----- Stored records -----
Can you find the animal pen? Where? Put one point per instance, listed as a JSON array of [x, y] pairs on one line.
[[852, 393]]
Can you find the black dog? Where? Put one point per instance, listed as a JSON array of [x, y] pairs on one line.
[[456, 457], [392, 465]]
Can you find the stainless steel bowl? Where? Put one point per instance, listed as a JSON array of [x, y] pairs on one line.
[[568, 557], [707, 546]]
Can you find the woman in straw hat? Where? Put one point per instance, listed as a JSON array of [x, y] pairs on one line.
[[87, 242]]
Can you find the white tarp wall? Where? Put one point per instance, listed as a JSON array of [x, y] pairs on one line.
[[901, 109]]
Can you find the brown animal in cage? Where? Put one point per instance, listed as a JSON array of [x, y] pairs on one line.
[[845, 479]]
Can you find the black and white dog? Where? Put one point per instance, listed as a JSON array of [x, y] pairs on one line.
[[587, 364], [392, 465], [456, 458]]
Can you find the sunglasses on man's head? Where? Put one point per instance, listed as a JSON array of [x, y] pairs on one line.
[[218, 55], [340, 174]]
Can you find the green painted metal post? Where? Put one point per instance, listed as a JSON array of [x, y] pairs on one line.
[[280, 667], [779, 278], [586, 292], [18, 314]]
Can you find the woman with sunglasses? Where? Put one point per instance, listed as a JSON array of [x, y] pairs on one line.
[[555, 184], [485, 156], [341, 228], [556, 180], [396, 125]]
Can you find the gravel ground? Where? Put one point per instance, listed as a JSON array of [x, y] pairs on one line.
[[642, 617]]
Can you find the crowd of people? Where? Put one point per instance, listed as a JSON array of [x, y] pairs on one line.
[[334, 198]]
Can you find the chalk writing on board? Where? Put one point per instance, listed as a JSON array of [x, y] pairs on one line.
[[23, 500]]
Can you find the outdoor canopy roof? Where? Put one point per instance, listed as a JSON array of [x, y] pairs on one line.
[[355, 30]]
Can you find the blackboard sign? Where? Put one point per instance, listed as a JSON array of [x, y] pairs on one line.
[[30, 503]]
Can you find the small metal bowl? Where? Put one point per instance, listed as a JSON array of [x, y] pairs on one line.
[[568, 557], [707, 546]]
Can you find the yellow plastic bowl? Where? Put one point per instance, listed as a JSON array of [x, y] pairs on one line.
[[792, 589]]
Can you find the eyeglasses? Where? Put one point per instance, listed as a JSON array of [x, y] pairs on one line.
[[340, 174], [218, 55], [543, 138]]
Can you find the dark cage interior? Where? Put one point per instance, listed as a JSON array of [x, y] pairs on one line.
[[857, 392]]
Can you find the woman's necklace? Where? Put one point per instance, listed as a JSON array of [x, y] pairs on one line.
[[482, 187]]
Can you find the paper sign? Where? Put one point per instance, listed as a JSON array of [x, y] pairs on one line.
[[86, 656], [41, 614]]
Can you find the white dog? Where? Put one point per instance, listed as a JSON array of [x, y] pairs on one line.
-----
Given request –
Rescale the records starting with the line that contains "Can you find the stainless" and going on through the line that contains "[[845, 479]]". Rewrite those lines in full, requests included, multiplying every coordinate in the answers by 0.85 and rounding each to a whole number, halves up, and return only these lines.

Solution to this task –
Can you find the stainless steel bowl? Where? Put one point per instance, listed as a JSON array of [x, y] pairs on one line.
[[483, 473], [601, 464]]
Can you find the woman in straw hat? Where? Put one point per instance, listed as a JSON array of [x, y] pairs on one line.
[[74, 206]]
Can you find the white tarp wall? Where? Put one point per instance, listed as a JSON array of [x, y] pairs on one line.
[[766, 93]]
Can you find the brown animal in cage? Where? Put one point per instance, listed as a JSON array of [x, y] pairs on one line.
[[718, 407]]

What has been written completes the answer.